■ TASK TO COMPLETE: Reproduce the passage from the article about the Syriac iconographer starting at "BEIRUT (CNS) -- When" and ending at "dedicated June 12.".

■ SOURCE DOCUMENT:
+++++

IMAGE: CNS photo/courtesy of Mothana Butres

By Doreen Abi Raad

BEIRUT (CNS) -- When Islamic State fighters overran Qaraqosh, Iraq, in the summer of 2014, Mothana Butres was able to grab only a single volume from his father's collection of thousands of Syriac books and manuscripts.

The handwritten, 600-year-old book of Syriac hymns now inspires much of Butres' work as an iconographer.

From a modest walk-up apartment in Zahle, Lebanon, a city not far from the Syrian border, the Syriac Catholic iconographer and refugee creates his sacred art in a sparsely furnished living room. As he works, he sings the hymns he has committed to memory from the sole book he managed to save.

Butres is the creator of the Our Lady of Aradin icon, a centerpiece of the first Catholic shrine dedicated to persecuted Christians. The shrine is housed in St. Michael's Church in New York City and was dedicated June 12.

"The inspiration when I was working on Our Lady of Aradin was that it was the Virgin Mary who was protecting the Christians," Butres told Catholic News Service.

He chose to present Mary in the traditional wedding dress of the Aradin area of Iraq "to represent that the Virgin Mary will always be a part of the Christians in Iraq and that she is the protector of Christians in Iraq and all the Middle East," Butres said.

He said that when faced with an ultimatum by Islamic State fighters, Iraq's Christians gave up their land but refused to give up their faith.

"The people who were persecuted, their blood is a stronger message than anything I could ever convey," he said. But the recent persecution and the oppression suffered by his ancestors led him "to the way I think and the way I do my work."

Butres said he believes his icons can be an instrument for intercessory prayer. The prayers of the people who visit the shrine in New York and pray before the icon of Our Lady of Aradin are joined with those of the persecuted Christians. 

"Based on what Jesus told us, that 'if two people are gathered in my name, I will be among them,'" he said.

The Syriac book Butres treasures from his father's library collection also awakened him to the lost practice of writing books by hand, especially in the Syriac language, which is spoken by Christians in certain areas of Syria and Iraq, including Qaraqosh. Syriac also is used in the liturgy of some Eastern churches, including the Syriac Catholic, Syriac Orthodox and Maronite Catholic churches. The language is related to Aramaic, the language of Jesus.

"I'm trying to revive the value of the handwritten texts. Books used to be handwritten," Butres said.

As part of an ongoing personal project, Butres intends to write out the entire Bible in Syriac on a long scroll of leather just over a foot wide. In three months of work, the tiny, intricate text he has etched extends 16 feet in length and comprises the first five chapters of the Old Testament.

"I believe that in writing out the Bible, we can discover it in a new, deeper perspective, more than just reading it," he said.

+++++

■ EXCERPTED RECORDS:
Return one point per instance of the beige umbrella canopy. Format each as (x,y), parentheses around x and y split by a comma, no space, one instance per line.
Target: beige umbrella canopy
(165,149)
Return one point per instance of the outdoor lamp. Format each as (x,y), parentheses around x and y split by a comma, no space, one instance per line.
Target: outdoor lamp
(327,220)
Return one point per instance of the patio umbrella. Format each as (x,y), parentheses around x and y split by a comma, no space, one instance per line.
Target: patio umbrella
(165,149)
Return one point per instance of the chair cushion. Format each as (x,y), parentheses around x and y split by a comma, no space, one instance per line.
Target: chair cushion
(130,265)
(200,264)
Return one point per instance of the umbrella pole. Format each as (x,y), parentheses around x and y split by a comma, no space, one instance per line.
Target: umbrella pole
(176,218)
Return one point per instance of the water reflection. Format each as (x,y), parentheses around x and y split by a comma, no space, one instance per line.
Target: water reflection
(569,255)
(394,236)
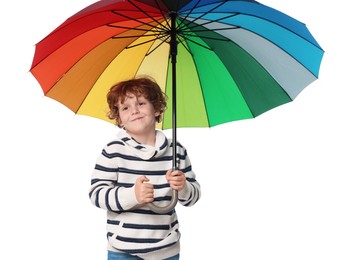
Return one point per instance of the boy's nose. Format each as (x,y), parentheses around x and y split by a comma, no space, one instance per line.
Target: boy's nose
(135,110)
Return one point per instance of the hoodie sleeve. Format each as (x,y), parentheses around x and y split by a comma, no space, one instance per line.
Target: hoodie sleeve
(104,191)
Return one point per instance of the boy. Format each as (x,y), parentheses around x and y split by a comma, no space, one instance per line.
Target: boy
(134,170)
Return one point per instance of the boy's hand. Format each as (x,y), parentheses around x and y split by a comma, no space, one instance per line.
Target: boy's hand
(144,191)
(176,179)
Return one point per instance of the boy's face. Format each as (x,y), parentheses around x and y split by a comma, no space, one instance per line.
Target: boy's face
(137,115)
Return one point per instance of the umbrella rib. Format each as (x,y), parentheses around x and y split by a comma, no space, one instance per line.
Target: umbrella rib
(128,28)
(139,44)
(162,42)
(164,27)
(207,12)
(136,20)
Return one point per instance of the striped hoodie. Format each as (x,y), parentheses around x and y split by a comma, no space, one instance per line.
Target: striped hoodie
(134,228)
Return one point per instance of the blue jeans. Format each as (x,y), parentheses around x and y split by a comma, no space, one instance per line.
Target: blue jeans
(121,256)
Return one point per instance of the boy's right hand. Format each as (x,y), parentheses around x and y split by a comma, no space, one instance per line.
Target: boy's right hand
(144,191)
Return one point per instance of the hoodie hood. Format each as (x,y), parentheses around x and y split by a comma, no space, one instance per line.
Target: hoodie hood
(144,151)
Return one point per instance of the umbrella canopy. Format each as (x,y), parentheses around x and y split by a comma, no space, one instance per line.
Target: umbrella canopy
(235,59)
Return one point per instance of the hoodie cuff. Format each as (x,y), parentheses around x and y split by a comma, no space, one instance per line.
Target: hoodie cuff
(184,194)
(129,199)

+++++

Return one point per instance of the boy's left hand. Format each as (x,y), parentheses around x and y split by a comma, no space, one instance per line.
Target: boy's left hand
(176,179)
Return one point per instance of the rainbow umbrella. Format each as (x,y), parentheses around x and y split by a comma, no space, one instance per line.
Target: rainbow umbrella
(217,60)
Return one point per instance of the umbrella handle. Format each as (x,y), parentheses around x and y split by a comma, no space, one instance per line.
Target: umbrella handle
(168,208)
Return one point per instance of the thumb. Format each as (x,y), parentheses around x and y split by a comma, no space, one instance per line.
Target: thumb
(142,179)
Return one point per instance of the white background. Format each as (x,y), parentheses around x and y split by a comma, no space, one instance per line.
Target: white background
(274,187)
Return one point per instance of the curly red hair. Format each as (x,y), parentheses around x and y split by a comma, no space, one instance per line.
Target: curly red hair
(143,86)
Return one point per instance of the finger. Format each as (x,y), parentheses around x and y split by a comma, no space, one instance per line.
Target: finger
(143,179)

+++++

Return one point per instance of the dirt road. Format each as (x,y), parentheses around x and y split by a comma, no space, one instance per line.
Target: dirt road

+++++

■ COMPLETED TASK:
BEIRUT (CNS) -- When Islamic State fighters overran Qaraqosh, Iraq, in the summer of 2014, Mothana Butres was able to grab only a single volume from his father's collection of thousands of Syriac books and manuscripts.

The handwritten, 600-year-old book of Syriac hymns now inspires much of Butres' work as an iconographer.

From a modest walk-up apartment in Zahle, Lebanon, a city not far from the Syrian border, the Syriac Catholic iconographer and refugee creates his sacred art in a sparsely furnished living room. As he works, he sings the hymns he has committed to memory from the sole book he managed to save.

Butres is the creator of the Our Lady of Aradin icon, a centerpiece of the first Catholic shrine dedicated to persecuted Christians. The shrine is housed in St. Michael's Church in New York City and was dedicated June 12.